* WHAT IS EXPECTED
The records that follow are to be repeated exactly, without any pictures.
====== DATA TO USE ======
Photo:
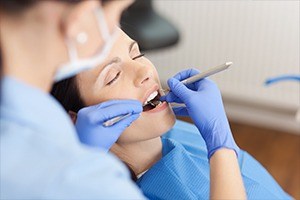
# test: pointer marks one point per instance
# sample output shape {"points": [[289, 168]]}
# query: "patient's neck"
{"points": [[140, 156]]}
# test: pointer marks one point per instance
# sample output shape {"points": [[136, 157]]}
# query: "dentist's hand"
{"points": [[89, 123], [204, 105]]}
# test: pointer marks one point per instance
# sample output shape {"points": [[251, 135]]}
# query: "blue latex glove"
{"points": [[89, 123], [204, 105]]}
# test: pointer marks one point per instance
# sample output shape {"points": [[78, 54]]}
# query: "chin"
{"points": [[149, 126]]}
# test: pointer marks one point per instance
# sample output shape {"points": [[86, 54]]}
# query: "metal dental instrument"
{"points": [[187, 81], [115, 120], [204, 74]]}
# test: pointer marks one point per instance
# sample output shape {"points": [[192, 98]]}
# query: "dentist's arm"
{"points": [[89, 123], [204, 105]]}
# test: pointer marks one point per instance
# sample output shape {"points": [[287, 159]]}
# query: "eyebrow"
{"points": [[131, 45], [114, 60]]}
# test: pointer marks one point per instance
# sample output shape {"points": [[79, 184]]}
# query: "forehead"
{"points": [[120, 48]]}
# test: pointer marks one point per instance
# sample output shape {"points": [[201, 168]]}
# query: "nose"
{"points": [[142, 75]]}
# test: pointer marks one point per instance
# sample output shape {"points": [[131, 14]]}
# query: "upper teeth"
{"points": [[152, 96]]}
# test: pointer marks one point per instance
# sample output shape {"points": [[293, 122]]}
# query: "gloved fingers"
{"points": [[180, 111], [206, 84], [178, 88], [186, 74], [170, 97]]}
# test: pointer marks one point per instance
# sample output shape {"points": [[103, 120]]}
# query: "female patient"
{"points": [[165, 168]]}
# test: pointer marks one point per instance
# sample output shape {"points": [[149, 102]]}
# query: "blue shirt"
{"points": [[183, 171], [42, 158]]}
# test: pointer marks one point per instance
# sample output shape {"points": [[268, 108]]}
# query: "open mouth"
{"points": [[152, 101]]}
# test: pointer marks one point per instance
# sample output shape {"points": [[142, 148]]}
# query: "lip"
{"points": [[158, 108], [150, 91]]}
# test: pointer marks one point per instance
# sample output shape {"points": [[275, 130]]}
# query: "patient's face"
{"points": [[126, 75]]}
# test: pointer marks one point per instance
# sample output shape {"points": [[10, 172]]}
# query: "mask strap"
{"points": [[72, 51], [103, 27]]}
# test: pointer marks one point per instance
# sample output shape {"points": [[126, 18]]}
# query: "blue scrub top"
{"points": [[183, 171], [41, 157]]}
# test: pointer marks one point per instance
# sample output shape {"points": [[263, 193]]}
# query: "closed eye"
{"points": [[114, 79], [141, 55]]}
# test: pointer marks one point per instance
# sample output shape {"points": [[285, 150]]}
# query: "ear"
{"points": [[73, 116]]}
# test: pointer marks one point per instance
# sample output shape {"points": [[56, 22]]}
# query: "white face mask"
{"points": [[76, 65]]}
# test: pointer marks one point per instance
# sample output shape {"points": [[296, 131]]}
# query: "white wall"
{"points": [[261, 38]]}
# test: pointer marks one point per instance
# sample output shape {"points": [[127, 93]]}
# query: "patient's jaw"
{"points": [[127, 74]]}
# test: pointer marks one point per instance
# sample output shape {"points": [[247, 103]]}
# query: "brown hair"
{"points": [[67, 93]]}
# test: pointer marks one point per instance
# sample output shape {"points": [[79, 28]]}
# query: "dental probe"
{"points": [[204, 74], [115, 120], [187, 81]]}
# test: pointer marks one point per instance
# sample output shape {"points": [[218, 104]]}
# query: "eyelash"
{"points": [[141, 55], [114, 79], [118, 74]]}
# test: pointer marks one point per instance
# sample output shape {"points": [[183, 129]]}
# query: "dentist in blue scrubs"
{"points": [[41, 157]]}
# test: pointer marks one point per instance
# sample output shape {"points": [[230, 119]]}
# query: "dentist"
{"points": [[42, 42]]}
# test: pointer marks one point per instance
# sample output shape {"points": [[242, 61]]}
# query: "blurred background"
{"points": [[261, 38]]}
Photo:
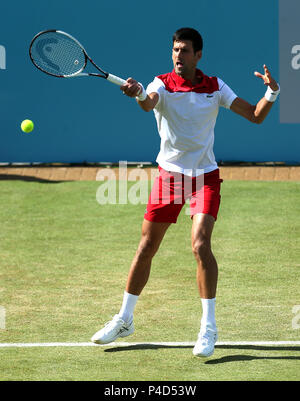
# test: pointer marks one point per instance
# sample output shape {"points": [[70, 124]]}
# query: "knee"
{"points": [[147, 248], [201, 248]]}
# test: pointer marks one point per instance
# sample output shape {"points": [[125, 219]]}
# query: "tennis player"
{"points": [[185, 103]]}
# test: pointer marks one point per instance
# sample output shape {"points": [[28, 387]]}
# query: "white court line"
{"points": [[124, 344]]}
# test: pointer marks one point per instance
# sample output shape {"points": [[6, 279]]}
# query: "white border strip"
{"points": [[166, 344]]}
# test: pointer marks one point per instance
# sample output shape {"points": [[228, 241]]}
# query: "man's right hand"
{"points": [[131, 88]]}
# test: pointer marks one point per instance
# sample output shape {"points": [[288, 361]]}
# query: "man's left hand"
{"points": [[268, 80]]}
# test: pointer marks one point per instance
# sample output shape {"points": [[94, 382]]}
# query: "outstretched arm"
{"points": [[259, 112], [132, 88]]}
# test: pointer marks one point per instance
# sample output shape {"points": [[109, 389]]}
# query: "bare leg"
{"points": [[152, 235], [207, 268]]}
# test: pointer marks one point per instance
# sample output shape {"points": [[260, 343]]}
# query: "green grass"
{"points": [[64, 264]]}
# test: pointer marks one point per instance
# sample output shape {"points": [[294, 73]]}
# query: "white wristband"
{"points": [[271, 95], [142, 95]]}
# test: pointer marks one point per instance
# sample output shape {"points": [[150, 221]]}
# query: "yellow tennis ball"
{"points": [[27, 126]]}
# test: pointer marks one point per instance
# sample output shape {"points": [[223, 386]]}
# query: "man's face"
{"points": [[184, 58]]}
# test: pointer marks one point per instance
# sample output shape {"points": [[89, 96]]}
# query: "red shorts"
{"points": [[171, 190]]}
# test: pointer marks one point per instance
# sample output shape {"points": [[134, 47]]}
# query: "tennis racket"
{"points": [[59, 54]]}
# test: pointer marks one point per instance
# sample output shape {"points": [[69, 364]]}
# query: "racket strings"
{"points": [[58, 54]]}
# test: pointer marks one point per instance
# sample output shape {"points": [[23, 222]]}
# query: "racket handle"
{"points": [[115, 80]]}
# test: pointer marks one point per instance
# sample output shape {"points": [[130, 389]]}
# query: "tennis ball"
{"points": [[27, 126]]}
======
* SOLUTION FOR THIS EXERCISE
Photo:
# test: pointer marks one point per instance
# sample output shape {"points": [[289, 168]]}
# query: "patient's neck"
{"points": [[140, 156]]}
# test: pointer marks one point per instance
# sample output shape {"points": [[136, 157]]}
# query: "dentist's hand"
{"points": [[89, 123], [204, 105]]}
# test: pointer marks one point per instance
# sample output shape {"points": [[251, 135]]}
# query: "blue latex glove"
{"points": [[89, 123], [204, 105]]}
# test: pointer marks one point per instance
# sample output shape {"points": [[78, 54]]}
# query: "chin"
{"points": [[149, 126]]}
# test: pointer marks one point per instance
# sample output shape {"points": [[86, 54]]}
# query: "metal dental instrument"
{"points": [[187, 81], [115, 120], [204, 74]]}
# test: pointer marks one point per instance
# sample output shape {"points": [[192, 98]]}
# query: "dentist's arm"
{"points": [[89, 123], [204, 105]]}
# test: pointer marks one point per instance
# sample output shape {"points": [[287, 159]]}
# query: "eyebrow"
{"points": [[131, 45], [114, 60]]}
# test: pointer marks one point per instance
# sample output shape {"points": [[79, 184]]}
# query: "forehead"
{"points": [[120, 48]]}
# test: pointer marks one point per instance
# sample output shape {"points": [[201, 168]]}
# query: "nose"
{"points": [[142, 75]]}
# test: pointer marks one point per instance
# sample output shape {"points": [[131, 14]]}
# query: "upper teeth"
{"points": [[152, 96]]}
# test: pointer marks one point per instance
# sample output shape {"points": [[293, 122]]}
# query: "gloved fingers"
{"points": [[180, 111], [206, 84], [178, 88], [186, 74], [170, 97]]}
# test: pointer marks one point per instance
# sample output shape {"points": [[103, 120]]}
# query: "female patient"
{"points": [[165, 168]]}
# test: pointer marks one point per instance
# sample output shape {"points": [[149, 102]]}
# query: "blue shirt"
{"points": [[183, 171], [42, 158]]}
# test: pointer marks one point per instance
# sample output shape {"points": [[268, 108]]}
# query: "open mouth"
{"points": [[152, 101]]}
# test: pointer marks one point per instance
# sample output shape {"points": [[142, 148]]}
# query: "lip"
{"points": [[158, 108], [150, 91]]}
# test: pointer marks one point per instance
# sample output shape {"points": [[275, 130]]}
# query: "patient's face"
{"points": [[126, 75]]}
# test: pointer marks one point per instance
# sample output shape {"points": [[10, 172]]}
# query: "mask strap"
{"points": [[72, 51], [103, 27]]}
# test: pointer marks one point per instance
# sample output shape {"points": [[126, 18]]}
# query: "blue scrub top"
{"points": [[183, 171], [41, 157]]}
# test: pointer marks one point per instance
# sample output shape {"points": [[263, 193]]}
# query: "closed eye"
{"points": [[114, 79], [141, 55]]}
# test: pointer marks one point per instance
# sample output shape {"points": [[285, 150]]}
# query: "ear"
{"points": [[73, 116]]}
# test: pointer marks one point per instance
# sample output shape {"points": [[56, 22]]}
# query: "white face mask"
{"points": [[76, 65]]}
# test: pointer marks one point per instance
# sample output shape {"points": [[296, 131]]}
# query: "white wall"
{"points": [[261, 38]]}
# test: pointer marks one point per instance
# sample output shape {"points": [[127, 93]]}
# query: "patient's jaw"
{"points": [[127, 74]]}
# test: pointer marks one point per instance
# sample output shape {"points": [[247, 103]]}
# query: "brown hair"
{"points": [[67, 93]]}
# test: pointer marks one point per instance
# sample output shape {"points": [[79, 28]]}
# query: "dental probe"
{"points": [[204, 74], [115, 120], [187, 81]]}
# test: pointer marks one point per instance
# sample output shape {"points": [[218, 104]]}
# query: "eyelash"
{"points": [[141, 55], [114, 79], [118, 74]]}
# test: pointer marks one point per instance
# sample output shape {"points": [[183, 129]]}
# query: "dentist in blue scrubs"
{"points": [[41, 157]]}
# test: pointer marks one point per instance
# sample output shape {"points": [[230, 119]]}
# query: "dentist"
{"points": [[42, 42]]}
# test: pointer marks one point per instance
# sample output shape {"points": [[242, 61]]}
# query: "blurred background"
{"points": [[261, 38]]}
Photo:
# test: pointer marks one point per instance
# sample output shape {"points": [[70, 124]]}
# query: "knee"
{"points": [[147, 248], [201, 248]]}
# test: pointer marks one point per instance
# sample output shape {"points": [[125, 219]]}
# query: "tennis player"
{"points": [[185, 103]]}
# test: pointer marks one point per instance
# sample output shape {"points": [[28, 387]]}
# query: "white court line"
{"points": [[124, 344]]}
# test: pointer marks one point per instance
# sample output shape {"points": [[6, 279]]}
# query: "white border strip"
{"points": [[166, 344]]}
# test: pointer marks one point per instance
# sample output shape {"points": [[228, 241]]}
# query: "man's right hand"
{"points": [[131, 88]]}
# test: pointer marks one point per instance
# sample output shape {"points": [[288, 361]]}
# query: "man's left hand"
{"points": [[268, 80]]}
# test: pointer marks one point per instance
# sample output shape {"points": [[94, 382]]}
# query: "outstretched arm"
{"points": [[259, 112], [132, 88]]}
# test: pointer marks one point per instance
# sample output shape {"points": [[109, 389]]}
# query: "bare leg"
{"points": [[152, 235], [207, 268]]}
# test: pointer marks one point per instance
# sample output shape {"points": [[260, 343]]}
# query: "green grass"
{"points": [[64, 264]]}
# test: pointer marks one point per instance
# sample output shape {"points": [[294, 73]]}
# query: "white wristband"
{"points": [[271, 95], [142, 95]]}
# test: pointer marks one point per instance
# sample output shape {"points": [[150, 221]]}
# query: "yellow tennis ball"
{"points": [[27, 126]]}
# test: pointer marks one point per instance
# sample output shape {"points": [[223, 386]]}
# query: "man's face"
{"points": [[184, 58]]}
# test: pointer marks one point per instance
# sample output shape {"points": [[89, 96]]}
# query: "red shorts"
{"points": [[171, 190]]}
# test: pointer marks one point per instance
# sample output shape {"points": [[134, 47]]}
# query: "tennis racket"
{"points": [[59, 54]]}
# test: pointer marks one point per instance
# sample output shape {"points": [[69, 364]]}
# query: "racket strings"
{"points": [[58, 54]]}
# test: pointer marks one point per instance
# sample output shape {"points": [[23, 222]]}
# query: "racket handle"
{"points": [[115, 80]]}
# test: pointer marks one point per instance
# sample output shape {"points": [[130, 389]]}
# query: "tennis ball"
{"points": [[27, 126]]}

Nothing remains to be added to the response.